Reproduce the items below word for word, keeping every line and number unchanged.

─── Data for this task ───

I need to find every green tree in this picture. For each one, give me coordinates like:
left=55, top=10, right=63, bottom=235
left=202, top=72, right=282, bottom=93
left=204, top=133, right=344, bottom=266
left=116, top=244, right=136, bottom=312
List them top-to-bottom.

───

# Finished answer
I need to find every green tree in this picture. For each one, give me coordinates like:
left=55, top=10, right=63, bottom=235
left=202, top=72, right=282, bottom=93
left=204, top=133, right=344, bottom=266
left=116, top=244, right=136, bottom=312
List them top-to-bottom.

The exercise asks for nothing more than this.